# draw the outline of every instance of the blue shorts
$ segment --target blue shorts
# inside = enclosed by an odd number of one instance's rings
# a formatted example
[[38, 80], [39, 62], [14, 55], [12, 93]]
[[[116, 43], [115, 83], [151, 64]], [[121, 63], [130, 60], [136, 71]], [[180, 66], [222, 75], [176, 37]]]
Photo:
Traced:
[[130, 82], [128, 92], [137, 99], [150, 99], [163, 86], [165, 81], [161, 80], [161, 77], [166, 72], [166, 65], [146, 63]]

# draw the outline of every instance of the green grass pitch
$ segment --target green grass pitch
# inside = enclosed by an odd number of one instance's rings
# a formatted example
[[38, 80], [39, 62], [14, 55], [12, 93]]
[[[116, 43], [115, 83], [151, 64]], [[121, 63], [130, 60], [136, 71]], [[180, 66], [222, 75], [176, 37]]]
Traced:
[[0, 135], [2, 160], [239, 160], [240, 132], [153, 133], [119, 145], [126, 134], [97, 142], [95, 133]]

* * * * * * * * *

[Instruction]: Reproduce the items above, swapping every "Traced" for "Outlined" and leaving all else as it is.

[Reply]:
# draw the outline of every instance of the blue shorts
$ segment --target blue shorts
# inside = enclosed by an odd number of one instance's rings
# a formatted example
[[38, 80], [39, 62], [14, 55], [12, 93]]
[[[116, 43], [115, 83], [151, 64]], [[121, 63], [130, 60], [136, 71]], [[180, 66], [222, 75], [176, 37]]]
Photo:
Outlined:
[[130, 82], [128, 92], [137, 99], [150, 99], [163, 86], [165, 81], [161, 80], [161, 77], [166, 72], [166, 65], [146, 63]]

# draw the outline of every instance of the green grass pitch
$ segment --target green grass pitch
# inside = enclosed by an odd number of one instance's rings
# a formatted example
[[38, 80], [39, 62], [14, 55], [12, 93]]
[[[116, 43], [115, 83], [151, 64]], [[121, 63], [130, 60], [136, 71]], [[180, 66], [222, 75], [176, 37]]]
Outlined:
[[0, 135], [2, 160], [239, 160], [240, 132], [153, 133], [119, 145], [126, 134], [97, 142], [95, 133]]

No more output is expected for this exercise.